-- start --

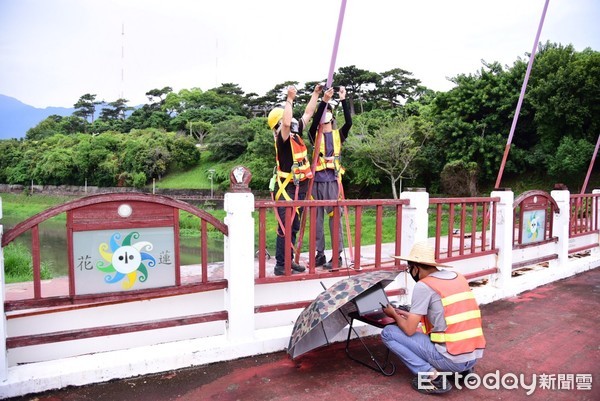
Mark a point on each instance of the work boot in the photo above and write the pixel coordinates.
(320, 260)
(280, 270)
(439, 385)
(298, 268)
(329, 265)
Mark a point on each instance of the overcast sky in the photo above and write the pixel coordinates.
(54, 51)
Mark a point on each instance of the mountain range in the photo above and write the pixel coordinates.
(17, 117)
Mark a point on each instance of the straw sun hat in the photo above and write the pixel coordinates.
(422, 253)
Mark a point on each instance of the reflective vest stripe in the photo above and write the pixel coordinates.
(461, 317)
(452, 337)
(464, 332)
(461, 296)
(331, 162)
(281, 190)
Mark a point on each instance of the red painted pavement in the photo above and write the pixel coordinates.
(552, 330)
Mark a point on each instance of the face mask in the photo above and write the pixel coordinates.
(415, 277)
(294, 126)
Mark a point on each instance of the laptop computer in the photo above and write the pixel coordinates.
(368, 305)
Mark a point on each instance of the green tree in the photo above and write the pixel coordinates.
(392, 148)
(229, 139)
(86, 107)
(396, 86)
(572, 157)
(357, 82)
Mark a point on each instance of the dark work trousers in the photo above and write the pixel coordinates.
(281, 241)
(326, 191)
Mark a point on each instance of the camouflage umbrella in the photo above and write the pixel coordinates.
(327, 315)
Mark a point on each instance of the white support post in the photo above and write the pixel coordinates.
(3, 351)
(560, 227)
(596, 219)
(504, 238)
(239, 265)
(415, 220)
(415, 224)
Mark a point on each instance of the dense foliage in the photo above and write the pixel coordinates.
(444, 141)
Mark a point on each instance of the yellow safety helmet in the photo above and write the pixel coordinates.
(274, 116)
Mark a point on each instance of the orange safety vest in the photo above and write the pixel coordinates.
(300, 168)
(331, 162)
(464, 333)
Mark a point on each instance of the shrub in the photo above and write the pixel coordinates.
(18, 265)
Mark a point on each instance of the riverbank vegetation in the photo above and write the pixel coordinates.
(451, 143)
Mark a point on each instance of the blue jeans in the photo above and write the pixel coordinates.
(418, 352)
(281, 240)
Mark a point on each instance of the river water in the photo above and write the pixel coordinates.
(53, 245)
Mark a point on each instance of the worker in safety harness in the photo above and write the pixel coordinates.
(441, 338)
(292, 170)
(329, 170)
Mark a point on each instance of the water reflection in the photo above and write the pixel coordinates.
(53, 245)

-- end --
-- start --

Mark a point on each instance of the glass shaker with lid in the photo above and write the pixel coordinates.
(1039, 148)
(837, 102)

-- end --

#### [Exercise requirements]
Find every line in the entries above that contains the word "vest" and copy each of those lines.

#### [The completed task]
Mark a point on each instance of the reflective vest stripe in the photo above and write the pixel coordinates.
Mark a point on each instance of the orange safety vest in the photo above and write the pixel coordinates.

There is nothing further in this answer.